## JOB:
Rewrite the records below with "region" replaced by "area" wherever it occurs, leaving everything else unchanged.

## RECORD EXCERPTS:
= = =
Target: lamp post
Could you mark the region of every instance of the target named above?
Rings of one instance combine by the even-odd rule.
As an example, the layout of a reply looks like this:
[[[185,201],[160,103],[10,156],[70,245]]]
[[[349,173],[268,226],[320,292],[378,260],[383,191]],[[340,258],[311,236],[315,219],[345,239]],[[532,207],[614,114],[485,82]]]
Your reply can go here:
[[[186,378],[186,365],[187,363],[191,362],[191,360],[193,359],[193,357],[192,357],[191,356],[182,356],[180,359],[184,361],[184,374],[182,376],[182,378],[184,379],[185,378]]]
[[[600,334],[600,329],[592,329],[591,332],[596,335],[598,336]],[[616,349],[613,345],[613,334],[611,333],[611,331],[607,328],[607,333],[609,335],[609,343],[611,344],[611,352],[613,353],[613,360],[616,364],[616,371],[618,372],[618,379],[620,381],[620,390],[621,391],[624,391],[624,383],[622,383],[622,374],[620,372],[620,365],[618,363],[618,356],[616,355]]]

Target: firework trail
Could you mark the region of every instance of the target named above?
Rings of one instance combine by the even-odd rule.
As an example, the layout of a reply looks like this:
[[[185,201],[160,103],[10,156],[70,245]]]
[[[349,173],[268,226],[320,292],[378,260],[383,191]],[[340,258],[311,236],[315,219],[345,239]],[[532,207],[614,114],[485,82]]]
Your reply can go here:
= = =
## COMPLETE RESPONSE:
Target: lamp post
Could you mark the area of every instance of the target named above?
Rings of one instance combine by the even-odd rule.
As an example, the layout of a reply looks like this:
[[[185,201],[160,103],[10,156],[70,245]]]
[[[349,173],[268,226],[320,292],[378,260],[383,191]],[[340,258],[311,236],[315,219],[345,239]],[[532,207],[614,114],[485,82]]]
Your reply can go here:
[[[186,378],[186,365],[187,363],[191,362],[191,360],[193,359],[193,357],[192,357],[191,356],[182,356],[180,359],[184,361],[184,374],[182,376],[182,378],[184,379],[185,378]]]
[[[600,334],[600,329],[592,329],[591,332],[596,335],[598,336]],[[616,349],[613,345],[613,334],[611,333],[611,331],[607,328],[607,333],[609,335],[609,343],[611,344],[611,352],[613,353],[613,360],[616,364],[616,371],[618,372],[618,379],[620,381],[620,390],[621,391],[624,391],[624,383],[622,383],[622,374],[620,372],[620,365],[618,363],[618,356],[616,355]]]

Target: firework trail
Could you mark the area of every instance of the target named above?
Rings of one instance combine by the even-odd rule.
As an example, the layout of a reply looks like this:
[[[185,201],[160,103],[10,156],[70,245]]]
[[[349,173],[268,226],[320,292],[378,260],[383,191]],[[340,258],[311,236],[315,219],[345,239]],[[532,207],[614,114],[485,82]]]
Your reply can go here:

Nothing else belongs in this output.